● Ziel der Aufgabe
Schreibe aus der Forendiskussion über das GRUB-Bootmenü das Stück von „1. Booten von“ bis einschließlich „Kernel zu installieren.“ wortgetreu ab.

● Seite
= = = = = = =

Tatsächlich, da ist sie ja. Und auch eine /etc/default/grub gibt es. Das Booten von Stick klappt im übrigen problemlos, aber ich bekam erstmal lediglich eine grub-shell angeboten, die mir nicht wirklich weiterhilft.

----------

## Christian99

und mir fällt gerade ein: grub2-mkconfig hat eine "-o" Option, die du statt ">" verwenden kannst.

----------

## Christoph Schnauß

 *Christian99 wrote:*   

> und mir fällt gerade ein: grub2-mkconfig hat eine "-o" Option, die du statt ">" verwenden kannst.

 

Wenn ich das angegebene Wiki richtig lese, dann nicht "statt", sondern "zusätzlich zu".  Gegenüber dem "alten" Grub hat sich doch erheblich viel geändert, ich möchte erstmal nur wieder eine Auswahl angeboten bekommen, ob ich nun meinen Rechner oder das System auf dem Stick benutzen möchte.

----------

## Christoph Schnauß

guten Abend,

es gelingt mir leider nicht, ein Bootmenü mit Auswahlmöglichkeiten hervorzuzaubern. Grundsätzlich möchte ich fürs erste erreichen, daß wenigstens zwei Zeilen enthalten sind:

1. Booten von einer Systeminstallation auf der lokalen Platte

2. Booten des auf dem Stick vorhandenen Gentoo

Ich erhalte lediglich eine grub-Shell, und wenn ich da "boot" verlange, werde ich gebeten, erst einen Kernel zu installieren.

= = = = = = =

● Entnommene Daten
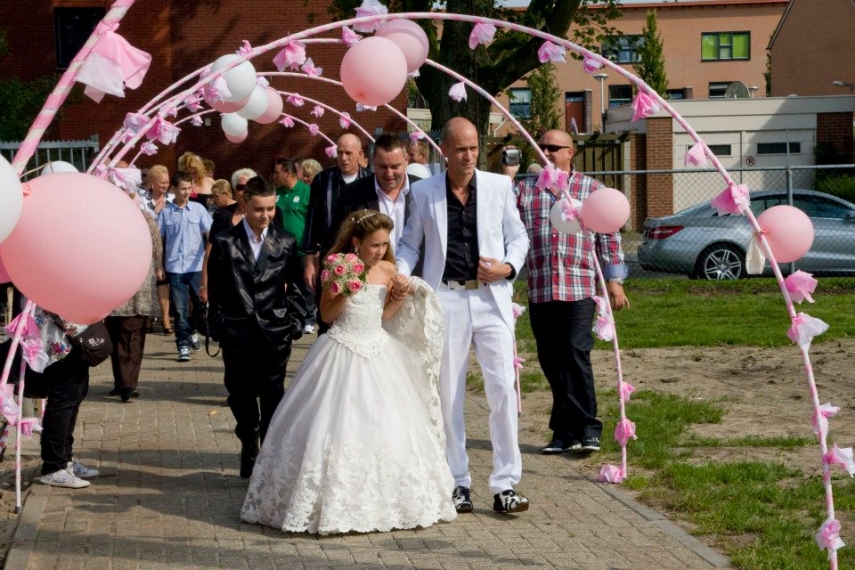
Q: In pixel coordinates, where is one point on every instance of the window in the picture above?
(779, 148)
(622, 49)
(520, 103)
(619, 95)
(73, 27)
(720, 46)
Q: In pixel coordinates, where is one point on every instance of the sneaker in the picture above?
(63, 478)
(79, 470)
(509, 502)
(560, 446)
(462, 499)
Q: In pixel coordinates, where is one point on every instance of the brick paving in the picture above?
(169, 497)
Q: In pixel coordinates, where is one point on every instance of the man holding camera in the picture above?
(561, 284)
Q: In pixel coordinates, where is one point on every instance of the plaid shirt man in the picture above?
(560, 265)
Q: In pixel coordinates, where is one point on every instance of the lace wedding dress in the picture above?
(357, 442)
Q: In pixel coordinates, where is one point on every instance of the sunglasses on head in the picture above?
(552, 147)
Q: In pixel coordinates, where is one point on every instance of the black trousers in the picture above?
(255, 378)
(562, 331)
(68, 384)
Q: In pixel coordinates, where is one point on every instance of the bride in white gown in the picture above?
(357, 443)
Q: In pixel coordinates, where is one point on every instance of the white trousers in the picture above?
(473, 316)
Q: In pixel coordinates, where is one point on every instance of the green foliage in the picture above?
(651, 64)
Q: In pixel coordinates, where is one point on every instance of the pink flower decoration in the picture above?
(551, 52)
(800, 285)
(643, 106)
(731, 200)
(311, 70)
(349, 36)
(458, 91)
(624, 430)
(612, 474)
(696, 156)
(591, 65)
(370, 8)
(481, 34)
(828, 537)
(804, 328)
(292, 56)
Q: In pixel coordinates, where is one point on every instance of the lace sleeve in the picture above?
(418, 324)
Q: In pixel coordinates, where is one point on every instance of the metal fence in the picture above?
(79, 153)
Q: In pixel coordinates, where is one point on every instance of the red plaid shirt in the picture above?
(560, 265)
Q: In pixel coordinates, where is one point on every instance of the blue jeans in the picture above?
(184, 288)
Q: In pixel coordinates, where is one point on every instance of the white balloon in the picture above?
(234, 124)
(240, 79)
(559, 223)
(257, 104)
(11, 199)
(58, 166)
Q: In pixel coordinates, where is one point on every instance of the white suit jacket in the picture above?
(501, 233)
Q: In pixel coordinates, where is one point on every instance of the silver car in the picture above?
(702, 244)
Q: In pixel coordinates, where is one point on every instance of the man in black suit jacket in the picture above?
(255, 313)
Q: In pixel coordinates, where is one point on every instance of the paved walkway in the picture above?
(169, 496)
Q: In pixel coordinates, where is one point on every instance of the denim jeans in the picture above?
(184, 289)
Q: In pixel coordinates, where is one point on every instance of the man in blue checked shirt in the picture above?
(184, 226)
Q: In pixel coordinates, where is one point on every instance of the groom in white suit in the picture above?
(474, 244)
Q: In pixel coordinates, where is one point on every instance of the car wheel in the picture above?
(720, 261)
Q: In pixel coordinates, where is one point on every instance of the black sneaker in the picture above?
(509, 502)
(560, 446)
(462, 499)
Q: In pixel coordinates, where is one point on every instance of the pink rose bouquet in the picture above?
(343, 274)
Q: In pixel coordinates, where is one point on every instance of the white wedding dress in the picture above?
(357, 443)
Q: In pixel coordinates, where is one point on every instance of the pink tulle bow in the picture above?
(481, 34)
(310, 69)
(349, 37)
(643, 106)
(551, 52)
(612, 474)
(804, 328)
(696, 156)
(731, 200)
(369, 8)
(295, 100)
(624, 430)
(458, 91)
(828, 537)
(800, 285)
(292, 56)
(112, 65)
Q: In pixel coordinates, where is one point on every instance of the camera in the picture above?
(511, 157)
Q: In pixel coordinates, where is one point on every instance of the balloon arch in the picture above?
(231, 86)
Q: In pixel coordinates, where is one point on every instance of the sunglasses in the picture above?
(552, 147)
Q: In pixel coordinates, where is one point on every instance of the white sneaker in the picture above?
(63, 478)
(79, 470)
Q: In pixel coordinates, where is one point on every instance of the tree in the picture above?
(651, 63)
(507, 59)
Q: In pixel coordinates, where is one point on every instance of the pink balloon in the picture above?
(605, 210)
(274, 107)
(81, 247)
(789, 232)
(359, 75)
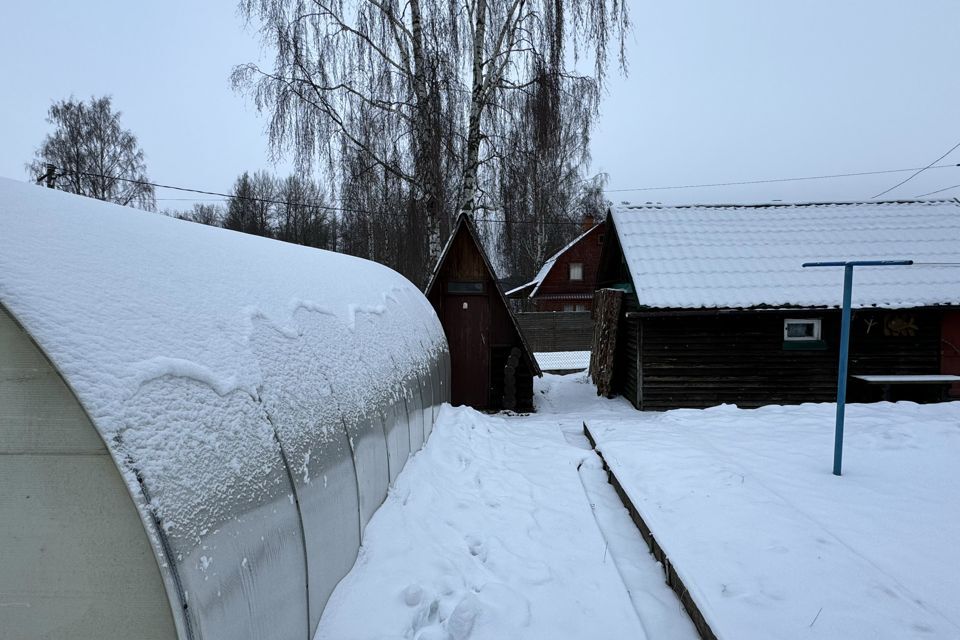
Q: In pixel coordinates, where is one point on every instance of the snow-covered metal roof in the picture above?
(548, 265)
(736, 256)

= = = = = = =

● Lösung der Aufgabe
1. Booten von einer Systeminstallation auf der lokalen Platte

2. Booten des auf dem Stick vorhandenen Gentoo

Ich erhalte lediglich eine grub-Shell, und wenn ich da "boot" verlange, werde ich gebeten, erst einen Kernel zu installieren.